GIVEN REQUEST:
Collect every line in the entries below that contains the word "blonde" and copy each one in full. Case counts.

LISTED RECORDS:
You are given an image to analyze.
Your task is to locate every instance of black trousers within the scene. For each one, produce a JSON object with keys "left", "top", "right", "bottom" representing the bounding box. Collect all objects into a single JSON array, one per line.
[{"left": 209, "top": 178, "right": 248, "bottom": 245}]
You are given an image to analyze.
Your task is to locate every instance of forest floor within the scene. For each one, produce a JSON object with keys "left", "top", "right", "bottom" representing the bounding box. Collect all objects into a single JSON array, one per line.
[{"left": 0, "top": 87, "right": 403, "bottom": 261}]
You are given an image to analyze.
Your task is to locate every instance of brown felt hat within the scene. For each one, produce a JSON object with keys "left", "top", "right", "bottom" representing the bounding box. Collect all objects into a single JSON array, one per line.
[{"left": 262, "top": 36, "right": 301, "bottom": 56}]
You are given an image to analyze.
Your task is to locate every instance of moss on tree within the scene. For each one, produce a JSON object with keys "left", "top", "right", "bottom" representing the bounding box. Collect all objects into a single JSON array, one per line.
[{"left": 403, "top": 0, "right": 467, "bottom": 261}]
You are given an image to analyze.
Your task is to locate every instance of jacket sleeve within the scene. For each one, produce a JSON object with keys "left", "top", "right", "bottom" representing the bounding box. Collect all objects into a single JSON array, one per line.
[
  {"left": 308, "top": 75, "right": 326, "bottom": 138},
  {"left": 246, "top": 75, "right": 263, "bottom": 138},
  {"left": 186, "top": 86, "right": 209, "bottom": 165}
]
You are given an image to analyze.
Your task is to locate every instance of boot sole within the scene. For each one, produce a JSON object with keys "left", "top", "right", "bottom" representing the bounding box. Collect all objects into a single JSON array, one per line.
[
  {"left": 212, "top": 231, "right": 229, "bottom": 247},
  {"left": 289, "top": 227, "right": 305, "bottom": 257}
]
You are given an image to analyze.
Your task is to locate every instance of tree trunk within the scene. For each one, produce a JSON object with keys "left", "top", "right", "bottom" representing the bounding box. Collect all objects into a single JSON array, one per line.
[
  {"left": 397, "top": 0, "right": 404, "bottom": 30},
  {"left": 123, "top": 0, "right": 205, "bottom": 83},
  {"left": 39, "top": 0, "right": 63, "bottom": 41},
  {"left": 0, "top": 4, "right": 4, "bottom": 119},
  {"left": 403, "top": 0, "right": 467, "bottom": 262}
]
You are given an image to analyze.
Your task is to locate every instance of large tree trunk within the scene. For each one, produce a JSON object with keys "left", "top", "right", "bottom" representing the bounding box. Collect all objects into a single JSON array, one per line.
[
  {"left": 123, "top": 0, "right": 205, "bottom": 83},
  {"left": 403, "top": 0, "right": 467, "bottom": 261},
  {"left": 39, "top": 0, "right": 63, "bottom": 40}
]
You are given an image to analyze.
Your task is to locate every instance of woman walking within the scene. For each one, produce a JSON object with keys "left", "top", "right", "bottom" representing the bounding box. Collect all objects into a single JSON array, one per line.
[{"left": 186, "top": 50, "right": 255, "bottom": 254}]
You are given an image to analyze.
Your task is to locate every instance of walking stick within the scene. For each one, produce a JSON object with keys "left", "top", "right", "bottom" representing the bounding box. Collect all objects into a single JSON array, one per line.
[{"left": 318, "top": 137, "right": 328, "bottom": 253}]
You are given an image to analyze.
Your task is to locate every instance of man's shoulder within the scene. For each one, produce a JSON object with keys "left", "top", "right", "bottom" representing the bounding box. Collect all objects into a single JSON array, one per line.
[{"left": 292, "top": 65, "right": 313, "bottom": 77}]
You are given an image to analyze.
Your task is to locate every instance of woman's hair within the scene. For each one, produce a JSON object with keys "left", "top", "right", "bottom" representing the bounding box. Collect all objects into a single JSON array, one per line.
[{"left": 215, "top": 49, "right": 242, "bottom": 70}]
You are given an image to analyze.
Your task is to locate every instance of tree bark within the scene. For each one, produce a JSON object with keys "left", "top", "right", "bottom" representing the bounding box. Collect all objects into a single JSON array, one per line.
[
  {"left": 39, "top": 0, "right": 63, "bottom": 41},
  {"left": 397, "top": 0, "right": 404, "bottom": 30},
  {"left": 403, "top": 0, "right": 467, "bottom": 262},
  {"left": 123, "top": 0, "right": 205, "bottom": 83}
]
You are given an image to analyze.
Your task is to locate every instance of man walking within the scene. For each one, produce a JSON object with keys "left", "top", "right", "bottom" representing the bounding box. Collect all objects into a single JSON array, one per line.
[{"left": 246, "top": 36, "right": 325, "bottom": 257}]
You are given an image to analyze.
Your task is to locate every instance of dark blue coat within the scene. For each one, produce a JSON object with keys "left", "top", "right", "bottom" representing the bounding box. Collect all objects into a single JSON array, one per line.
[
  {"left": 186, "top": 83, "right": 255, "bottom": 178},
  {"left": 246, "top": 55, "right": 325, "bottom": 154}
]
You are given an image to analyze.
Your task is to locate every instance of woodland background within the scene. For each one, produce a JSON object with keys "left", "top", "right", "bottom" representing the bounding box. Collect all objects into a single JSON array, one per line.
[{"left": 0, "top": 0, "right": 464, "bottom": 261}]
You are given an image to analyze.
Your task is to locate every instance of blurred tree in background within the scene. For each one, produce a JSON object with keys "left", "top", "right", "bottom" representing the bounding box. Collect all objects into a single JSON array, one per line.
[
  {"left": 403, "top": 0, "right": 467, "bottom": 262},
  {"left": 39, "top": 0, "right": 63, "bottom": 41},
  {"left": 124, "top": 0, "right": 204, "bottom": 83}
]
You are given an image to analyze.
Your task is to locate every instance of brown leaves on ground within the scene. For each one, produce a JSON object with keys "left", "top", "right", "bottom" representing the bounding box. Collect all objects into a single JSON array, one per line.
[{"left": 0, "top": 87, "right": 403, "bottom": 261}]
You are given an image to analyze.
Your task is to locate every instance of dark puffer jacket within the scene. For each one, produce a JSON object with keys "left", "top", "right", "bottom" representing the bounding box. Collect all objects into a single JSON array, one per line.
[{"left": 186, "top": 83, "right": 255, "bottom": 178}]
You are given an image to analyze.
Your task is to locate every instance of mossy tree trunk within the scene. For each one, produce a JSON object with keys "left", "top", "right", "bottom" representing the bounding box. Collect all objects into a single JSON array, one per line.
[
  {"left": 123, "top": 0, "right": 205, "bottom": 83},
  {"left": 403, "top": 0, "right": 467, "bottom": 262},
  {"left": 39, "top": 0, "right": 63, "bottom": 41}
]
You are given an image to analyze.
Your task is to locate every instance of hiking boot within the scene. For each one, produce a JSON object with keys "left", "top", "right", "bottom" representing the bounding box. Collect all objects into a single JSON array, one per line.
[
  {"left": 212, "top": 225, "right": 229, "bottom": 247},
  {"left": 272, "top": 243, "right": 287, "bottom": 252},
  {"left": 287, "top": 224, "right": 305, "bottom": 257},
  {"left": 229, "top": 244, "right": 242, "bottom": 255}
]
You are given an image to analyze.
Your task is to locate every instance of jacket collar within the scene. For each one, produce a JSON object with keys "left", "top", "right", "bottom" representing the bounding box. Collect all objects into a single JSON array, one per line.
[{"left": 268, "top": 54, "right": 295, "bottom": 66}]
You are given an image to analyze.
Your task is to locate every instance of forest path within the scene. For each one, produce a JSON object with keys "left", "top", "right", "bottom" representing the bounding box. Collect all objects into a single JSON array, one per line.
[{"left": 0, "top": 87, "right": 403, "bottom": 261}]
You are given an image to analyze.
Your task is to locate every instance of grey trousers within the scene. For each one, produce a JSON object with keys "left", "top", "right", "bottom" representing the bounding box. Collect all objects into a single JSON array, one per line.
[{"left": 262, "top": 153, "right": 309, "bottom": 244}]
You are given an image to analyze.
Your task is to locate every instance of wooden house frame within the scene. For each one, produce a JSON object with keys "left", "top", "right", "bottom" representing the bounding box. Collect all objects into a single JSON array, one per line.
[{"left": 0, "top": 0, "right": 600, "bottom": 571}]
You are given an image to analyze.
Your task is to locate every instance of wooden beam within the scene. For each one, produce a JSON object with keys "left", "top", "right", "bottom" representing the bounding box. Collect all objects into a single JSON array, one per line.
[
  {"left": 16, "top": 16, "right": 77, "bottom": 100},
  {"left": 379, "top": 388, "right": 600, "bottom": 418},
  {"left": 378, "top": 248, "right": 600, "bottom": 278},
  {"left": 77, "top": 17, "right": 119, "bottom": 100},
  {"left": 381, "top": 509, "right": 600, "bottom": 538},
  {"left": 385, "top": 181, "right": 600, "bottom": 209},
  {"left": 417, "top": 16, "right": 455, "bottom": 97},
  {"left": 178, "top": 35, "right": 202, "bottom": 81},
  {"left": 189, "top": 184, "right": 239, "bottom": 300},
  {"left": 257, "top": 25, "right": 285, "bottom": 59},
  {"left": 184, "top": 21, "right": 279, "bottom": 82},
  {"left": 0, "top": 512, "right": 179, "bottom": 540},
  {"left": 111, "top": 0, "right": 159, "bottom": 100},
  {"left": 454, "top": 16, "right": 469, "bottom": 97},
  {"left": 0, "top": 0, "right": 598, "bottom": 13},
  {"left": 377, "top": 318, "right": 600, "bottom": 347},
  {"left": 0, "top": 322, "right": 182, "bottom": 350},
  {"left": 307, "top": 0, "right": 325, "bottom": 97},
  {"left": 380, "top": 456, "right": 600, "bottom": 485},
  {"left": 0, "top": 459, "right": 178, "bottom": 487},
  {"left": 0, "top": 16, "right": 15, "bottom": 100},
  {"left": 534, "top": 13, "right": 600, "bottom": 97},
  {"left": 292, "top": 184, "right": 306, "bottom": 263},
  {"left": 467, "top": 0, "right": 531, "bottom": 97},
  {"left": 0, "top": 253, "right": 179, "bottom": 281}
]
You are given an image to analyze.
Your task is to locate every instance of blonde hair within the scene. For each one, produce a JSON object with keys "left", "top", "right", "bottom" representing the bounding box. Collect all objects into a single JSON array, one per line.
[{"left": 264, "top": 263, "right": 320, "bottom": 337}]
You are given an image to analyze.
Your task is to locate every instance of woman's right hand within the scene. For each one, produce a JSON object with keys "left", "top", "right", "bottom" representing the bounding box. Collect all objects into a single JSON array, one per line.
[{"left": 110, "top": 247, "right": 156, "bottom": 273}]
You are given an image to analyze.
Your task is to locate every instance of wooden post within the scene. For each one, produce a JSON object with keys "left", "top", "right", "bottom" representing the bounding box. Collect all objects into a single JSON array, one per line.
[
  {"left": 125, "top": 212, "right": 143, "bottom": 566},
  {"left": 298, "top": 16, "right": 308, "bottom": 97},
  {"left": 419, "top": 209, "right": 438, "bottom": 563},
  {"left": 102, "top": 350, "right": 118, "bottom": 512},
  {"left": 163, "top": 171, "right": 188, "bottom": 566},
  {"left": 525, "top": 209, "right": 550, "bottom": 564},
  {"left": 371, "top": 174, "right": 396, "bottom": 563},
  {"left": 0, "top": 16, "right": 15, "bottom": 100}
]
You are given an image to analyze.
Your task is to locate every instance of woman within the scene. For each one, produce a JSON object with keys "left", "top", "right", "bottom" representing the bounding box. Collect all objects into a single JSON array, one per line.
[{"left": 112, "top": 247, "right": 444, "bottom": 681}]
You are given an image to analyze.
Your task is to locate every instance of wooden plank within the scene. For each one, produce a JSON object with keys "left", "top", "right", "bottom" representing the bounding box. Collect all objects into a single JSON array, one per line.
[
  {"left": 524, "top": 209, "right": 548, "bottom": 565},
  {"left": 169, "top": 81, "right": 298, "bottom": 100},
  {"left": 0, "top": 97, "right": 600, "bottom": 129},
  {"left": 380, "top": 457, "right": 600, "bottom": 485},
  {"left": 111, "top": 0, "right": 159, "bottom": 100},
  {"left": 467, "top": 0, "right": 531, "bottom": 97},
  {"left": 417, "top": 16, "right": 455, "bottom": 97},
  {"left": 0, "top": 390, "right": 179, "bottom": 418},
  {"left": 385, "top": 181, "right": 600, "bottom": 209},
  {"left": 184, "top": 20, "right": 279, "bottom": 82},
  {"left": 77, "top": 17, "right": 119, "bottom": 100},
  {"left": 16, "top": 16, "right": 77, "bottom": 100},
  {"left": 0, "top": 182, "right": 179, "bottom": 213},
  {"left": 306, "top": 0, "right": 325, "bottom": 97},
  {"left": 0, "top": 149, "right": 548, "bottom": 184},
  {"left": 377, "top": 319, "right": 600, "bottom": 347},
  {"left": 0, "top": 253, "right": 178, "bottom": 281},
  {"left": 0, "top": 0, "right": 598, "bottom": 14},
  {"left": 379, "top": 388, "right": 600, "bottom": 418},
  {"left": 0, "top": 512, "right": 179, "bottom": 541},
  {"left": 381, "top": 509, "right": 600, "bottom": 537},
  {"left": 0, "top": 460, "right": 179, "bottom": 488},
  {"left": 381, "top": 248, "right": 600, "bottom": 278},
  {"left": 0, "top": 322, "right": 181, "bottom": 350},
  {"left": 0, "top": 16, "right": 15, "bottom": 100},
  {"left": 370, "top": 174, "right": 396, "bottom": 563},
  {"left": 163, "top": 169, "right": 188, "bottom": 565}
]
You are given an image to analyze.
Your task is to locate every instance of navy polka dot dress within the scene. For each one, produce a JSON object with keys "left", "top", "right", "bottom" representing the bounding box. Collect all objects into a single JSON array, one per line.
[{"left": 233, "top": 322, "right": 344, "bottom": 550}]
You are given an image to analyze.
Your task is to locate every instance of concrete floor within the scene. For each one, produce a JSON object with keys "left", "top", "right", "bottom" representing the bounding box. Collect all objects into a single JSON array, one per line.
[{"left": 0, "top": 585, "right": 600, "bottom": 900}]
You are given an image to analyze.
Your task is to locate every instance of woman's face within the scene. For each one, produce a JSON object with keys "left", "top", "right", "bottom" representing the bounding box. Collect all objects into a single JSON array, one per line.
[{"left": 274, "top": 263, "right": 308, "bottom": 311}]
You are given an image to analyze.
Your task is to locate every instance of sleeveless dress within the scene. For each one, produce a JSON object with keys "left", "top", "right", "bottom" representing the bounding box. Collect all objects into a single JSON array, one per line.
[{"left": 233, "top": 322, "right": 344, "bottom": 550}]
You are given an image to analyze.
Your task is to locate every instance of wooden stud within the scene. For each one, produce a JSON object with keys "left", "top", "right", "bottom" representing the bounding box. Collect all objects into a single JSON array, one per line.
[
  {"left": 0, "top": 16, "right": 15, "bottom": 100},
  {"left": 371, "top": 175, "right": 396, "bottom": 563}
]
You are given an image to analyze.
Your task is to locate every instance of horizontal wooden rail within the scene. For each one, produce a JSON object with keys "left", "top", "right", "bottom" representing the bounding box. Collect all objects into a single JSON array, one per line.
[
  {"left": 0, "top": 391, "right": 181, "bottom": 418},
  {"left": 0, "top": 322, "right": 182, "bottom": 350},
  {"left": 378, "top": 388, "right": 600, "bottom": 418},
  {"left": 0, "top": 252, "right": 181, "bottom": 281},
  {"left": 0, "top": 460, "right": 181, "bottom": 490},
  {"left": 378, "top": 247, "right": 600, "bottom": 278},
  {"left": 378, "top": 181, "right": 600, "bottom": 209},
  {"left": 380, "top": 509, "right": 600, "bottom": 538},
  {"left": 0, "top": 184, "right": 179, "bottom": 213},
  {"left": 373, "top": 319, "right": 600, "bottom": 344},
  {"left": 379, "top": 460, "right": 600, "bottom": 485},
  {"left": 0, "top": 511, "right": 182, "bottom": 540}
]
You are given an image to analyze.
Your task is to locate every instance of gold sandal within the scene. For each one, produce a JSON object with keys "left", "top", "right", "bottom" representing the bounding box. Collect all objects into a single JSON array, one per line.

RESULT OF THE TASK:
Your task is to locate every instance of blonde hair within the scene. For each one, produce a JSON object with keys "left", "top", "right", "bottom" representing the bounding box. Collect all objects into a single JSON array, one per line.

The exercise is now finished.